Copy out the lines of the data below, starting at the line containing "Q: Point out every instance of the weathered" and ending at the line containing "x=309 y=170", with both of those lines included.

— start of Data entries —

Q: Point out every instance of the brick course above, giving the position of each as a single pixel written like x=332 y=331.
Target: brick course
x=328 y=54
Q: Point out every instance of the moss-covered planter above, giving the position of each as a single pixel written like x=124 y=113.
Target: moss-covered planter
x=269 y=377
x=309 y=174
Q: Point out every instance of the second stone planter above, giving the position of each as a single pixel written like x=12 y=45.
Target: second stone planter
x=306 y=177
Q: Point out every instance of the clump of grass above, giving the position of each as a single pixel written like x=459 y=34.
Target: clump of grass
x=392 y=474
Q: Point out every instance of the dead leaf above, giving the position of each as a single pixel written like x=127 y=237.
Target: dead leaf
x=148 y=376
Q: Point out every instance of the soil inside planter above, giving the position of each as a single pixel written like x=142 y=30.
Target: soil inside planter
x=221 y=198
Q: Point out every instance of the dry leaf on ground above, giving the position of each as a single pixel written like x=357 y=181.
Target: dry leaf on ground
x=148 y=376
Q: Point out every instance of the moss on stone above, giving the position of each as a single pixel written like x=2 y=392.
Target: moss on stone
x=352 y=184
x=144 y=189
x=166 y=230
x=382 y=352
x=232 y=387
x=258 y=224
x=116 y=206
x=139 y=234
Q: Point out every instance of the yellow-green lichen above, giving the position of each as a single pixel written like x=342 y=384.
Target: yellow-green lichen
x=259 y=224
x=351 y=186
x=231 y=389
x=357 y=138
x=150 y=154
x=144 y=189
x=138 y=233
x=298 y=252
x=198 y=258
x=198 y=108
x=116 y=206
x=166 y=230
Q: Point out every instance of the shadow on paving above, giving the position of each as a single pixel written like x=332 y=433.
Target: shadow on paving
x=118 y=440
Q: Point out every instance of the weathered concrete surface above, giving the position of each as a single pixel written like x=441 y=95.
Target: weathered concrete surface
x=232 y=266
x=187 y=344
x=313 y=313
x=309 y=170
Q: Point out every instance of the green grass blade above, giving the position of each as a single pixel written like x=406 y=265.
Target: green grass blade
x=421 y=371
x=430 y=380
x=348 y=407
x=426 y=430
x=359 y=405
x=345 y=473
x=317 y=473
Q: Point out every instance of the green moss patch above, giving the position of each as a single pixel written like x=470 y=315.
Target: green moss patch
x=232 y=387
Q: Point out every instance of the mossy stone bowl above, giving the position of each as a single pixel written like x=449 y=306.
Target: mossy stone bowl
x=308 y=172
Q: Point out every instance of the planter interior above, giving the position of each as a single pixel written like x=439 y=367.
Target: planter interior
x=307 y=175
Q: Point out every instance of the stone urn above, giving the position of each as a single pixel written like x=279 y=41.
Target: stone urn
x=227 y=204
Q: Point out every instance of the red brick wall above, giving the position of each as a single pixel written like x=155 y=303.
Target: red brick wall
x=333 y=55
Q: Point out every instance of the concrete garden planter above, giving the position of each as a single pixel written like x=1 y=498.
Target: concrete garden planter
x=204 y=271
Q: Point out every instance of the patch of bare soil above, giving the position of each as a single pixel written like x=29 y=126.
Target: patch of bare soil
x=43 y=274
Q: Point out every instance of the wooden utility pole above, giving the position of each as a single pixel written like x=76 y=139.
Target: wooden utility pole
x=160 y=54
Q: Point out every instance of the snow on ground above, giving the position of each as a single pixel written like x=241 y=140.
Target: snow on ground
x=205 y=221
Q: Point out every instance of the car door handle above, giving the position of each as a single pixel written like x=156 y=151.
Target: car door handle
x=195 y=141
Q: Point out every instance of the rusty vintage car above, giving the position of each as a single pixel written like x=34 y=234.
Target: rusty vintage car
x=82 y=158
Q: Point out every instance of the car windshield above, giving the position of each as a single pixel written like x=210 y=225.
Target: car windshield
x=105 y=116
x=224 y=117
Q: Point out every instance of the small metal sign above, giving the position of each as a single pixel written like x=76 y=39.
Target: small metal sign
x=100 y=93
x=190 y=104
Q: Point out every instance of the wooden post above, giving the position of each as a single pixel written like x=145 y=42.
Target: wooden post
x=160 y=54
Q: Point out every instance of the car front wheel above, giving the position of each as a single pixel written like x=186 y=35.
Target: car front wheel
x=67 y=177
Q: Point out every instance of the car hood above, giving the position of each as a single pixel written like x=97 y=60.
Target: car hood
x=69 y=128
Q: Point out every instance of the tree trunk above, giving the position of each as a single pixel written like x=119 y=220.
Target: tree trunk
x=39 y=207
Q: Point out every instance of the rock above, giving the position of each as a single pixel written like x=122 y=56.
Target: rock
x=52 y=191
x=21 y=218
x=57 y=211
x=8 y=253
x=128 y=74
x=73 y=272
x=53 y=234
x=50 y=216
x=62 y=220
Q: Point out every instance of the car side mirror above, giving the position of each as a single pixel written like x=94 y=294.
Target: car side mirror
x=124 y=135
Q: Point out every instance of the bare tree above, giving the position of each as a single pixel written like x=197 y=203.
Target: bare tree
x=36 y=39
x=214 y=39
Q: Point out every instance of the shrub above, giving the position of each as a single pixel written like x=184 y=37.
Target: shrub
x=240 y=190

— end of Data entries —

## [Answer to this problem]
Q: Point out every instance of the weathered concrete surface above, giving the position of each as a single pixel written like x=441 y=95.
Target: weathered concrete surface
x=232 y=266
x=187 y=344
x=313 y=313
x=309 y=170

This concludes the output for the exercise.